• _WHAT TO PRODUCE_
Given the listing below, write out exactly the lines starting with the line that has "Target: sticker on pole" and going on through the line that has "of the person", both kept.

• _SOURCE MATERIAL_
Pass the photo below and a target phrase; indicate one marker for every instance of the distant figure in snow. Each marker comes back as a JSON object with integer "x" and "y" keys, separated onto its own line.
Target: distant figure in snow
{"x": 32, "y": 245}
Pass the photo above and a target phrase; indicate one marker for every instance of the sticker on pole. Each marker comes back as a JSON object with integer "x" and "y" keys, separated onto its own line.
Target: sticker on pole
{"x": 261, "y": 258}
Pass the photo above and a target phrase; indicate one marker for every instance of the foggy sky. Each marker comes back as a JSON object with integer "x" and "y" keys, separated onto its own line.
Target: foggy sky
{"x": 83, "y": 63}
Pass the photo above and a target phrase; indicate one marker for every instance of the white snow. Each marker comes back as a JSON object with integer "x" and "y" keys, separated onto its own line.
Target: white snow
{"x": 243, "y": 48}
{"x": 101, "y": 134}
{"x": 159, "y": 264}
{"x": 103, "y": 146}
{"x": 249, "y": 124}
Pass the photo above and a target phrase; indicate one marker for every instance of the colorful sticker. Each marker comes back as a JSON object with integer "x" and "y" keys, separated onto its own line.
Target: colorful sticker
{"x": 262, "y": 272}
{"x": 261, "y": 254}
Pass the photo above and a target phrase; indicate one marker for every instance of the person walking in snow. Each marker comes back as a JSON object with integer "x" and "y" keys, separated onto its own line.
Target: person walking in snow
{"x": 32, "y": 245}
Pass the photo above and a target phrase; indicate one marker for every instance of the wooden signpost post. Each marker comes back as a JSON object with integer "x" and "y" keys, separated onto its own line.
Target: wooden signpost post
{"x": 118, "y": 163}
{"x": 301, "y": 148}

• _EXPECTED OUTPUT_
Target: sticker on pole
{"x": 261, "y": 258}
Pass the photo above and a target phrase; indicate one marker for every instance of the foggy sky. Each marker comes back as a JSON object with integer "x" and "y" keys, separated onto its own line.
Target: foggy sky
{"x": 83, "y": 63}
Pass the photo above and a target phrase; indicate one marker for every instance of the white snow. Each marker comes back as a JSON object with integer "x" and "y" keys, separated onto its own line.
Target: white snow
{"x": 243, "y": 48}
{"x": 101, "y": 134}
{"x": 159, "y": 264}
{"x": 103, "y": 146}
{"x": 249, "y": 124}
Pass the photo above and a target phrase; indicate one marker for every instance of the colorful sticker. Each marker comes back as a JSON object with integer "x" and "y" keys, separated onto its own line.
Target: colorful sticker
{"x": 262, "y": 272}
{"x": 261, "y": 254}
Pass the photo above and a target phrase; indicate one marker for every instance of the person walking in snow. Each marker comes back as a JSON object with integer "x" and "y" keys, separated onto its own line.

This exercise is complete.